Excerpt »
======

# Sony XA-300, Galaxy S5, CDX-C910, XDP-210EQ..........



## shutterguy (Feb 10, 2015)

Want to integrate some old school with new school. Background to this started with a friends BMW, he integrated a tablet into the stock system using a DAC and rooted/modded Android OS tablet, anything that the tablet can run will go through the audio system (gps, movies, music, etc). I saw this and was immediately hooked, I have a Sony CDX-C910 headunit, XDP-210EQ processor, Samsung Galaxy S5, and just recently purchased the XA-C300 (pictured below). What I'm wanting to do is run the S5 as an aux through the XA-300, which I'm thinking just plugs into the changer inputs on the 210EQ (unilink and analog audio). I see on the XA-300 it has a USB input, I'm wondering if I find software that will run the audio from the S5 through it's USB, that should plug into the XA-300 without an issue. Has anybody messed around with this setup?


----------



## mrnix (Mar 2, 2009)

======

Supplied information »
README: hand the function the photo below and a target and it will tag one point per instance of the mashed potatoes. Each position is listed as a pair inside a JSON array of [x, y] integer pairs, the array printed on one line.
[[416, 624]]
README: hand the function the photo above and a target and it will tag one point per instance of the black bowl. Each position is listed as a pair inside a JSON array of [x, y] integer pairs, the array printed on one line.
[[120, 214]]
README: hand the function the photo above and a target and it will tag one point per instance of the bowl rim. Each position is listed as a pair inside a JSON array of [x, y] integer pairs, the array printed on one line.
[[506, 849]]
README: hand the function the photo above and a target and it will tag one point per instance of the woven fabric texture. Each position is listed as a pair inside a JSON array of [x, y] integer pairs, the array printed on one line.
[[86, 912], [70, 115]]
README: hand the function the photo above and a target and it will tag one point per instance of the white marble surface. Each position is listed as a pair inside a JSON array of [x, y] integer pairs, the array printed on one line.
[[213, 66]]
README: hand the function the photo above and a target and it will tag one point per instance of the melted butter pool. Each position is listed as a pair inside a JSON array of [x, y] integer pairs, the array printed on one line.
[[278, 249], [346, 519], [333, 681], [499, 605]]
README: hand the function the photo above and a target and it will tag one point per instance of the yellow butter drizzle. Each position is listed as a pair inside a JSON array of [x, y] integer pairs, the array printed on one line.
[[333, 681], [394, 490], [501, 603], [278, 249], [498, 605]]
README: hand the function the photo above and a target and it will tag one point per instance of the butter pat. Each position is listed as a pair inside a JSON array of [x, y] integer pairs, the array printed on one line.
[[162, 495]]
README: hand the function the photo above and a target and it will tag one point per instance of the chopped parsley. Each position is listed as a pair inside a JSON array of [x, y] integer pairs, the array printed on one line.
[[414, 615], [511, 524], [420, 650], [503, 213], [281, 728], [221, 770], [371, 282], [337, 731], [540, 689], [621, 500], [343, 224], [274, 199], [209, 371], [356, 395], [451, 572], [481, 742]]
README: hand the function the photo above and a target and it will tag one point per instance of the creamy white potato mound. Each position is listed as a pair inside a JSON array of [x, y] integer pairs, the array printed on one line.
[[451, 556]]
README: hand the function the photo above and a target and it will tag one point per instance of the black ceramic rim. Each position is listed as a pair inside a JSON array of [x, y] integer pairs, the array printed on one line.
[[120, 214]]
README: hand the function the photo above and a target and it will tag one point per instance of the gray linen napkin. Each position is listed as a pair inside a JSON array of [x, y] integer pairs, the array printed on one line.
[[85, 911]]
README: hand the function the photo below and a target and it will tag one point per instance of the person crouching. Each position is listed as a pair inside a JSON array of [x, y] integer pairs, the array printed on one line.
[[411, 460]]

======

Requirements »
(a) Rewrite the paragraph in the car audio thread that begins "Want to integrate some old school" as a short bulleted list that keeps its main facts.
(b) Continue the car audio thread from the point where it stops.

Responses by task »
(a)
- A friend built a tablet into his BMW's stock system with a DAC and a rooted, modded Android tablet, so everything the tablet runs (GPS, movies, music) plays through the car audio.
- The poster's gear: Sony CDX-C910 head unit, XDP-210EQ processor, Samsung Galaxy S5, and a newly bought XA-C300.
- Goal: run the S5 as an aux source through the XA-300, which the poster expects to plug into the 210EQ's changer inputs (unilink and analog audio).
- The XA-300 has a USB input, so the poster wonders whether software that sends the S5's audio out over its USB would let it connect to the XA-300.
- The poster asks whether anyone has tried this setup.

(b)
shutterguy said:


> Want to integrate some old school with new school. Background to this started with a friends BMW, he integrated a tablet into the stock system using a DAC and rooted/modded Android OS tablet, anything that the tablet can run will go through the audio system (gps, movies, music, etc). I saw this and was immediately hooked, I have a Sony CDX-C910 headunit, XDP-210EQ processor, Samsung Galaxy S5, and just recently purchased the XA-C300 (pictured below). What I'm wanting to do is run the S5 as an aux through the XA-300, which I'm thinking just plugs into the changer inputs on the 210EQ (unilink and analog audio). I see on the XA-300 it has a USB input, I'm wondering if I find software that will run the audio from the S5 through it's USB, that should plug into the XA-300 without an issue. Has anybody messed around with this setup?


I know this is an old post, but you probably figured out that the XA-300 wouldn't work with your phone's USB input. It was made for a PC to plug in via a USB A-B cable. I tried what you suggested a long time ago, and was never able to make it work. For phone audio, you're limited to the headphone jack.


----------



## shutterguy (Feb 10, 2015)

mrnix said:


> I know this is an old post, but you probably figured out that the XA-300 wouldn't work with your phone's USB input. It was made for a PC to plug in via a USB A-B cable. I tried what you suggested a long time ago, and was never able to make it work. For phone audio, you're limited to the headphone jack.


I actually got it to work, I used a USB-to-Go cable and an app called USB Audio Player PRO which recognizes the XA-300. It worked with my Galaxy S5 then, my Galaxy table now, and my current Galaxy S6 Edge phone. Audio is very clean using that app.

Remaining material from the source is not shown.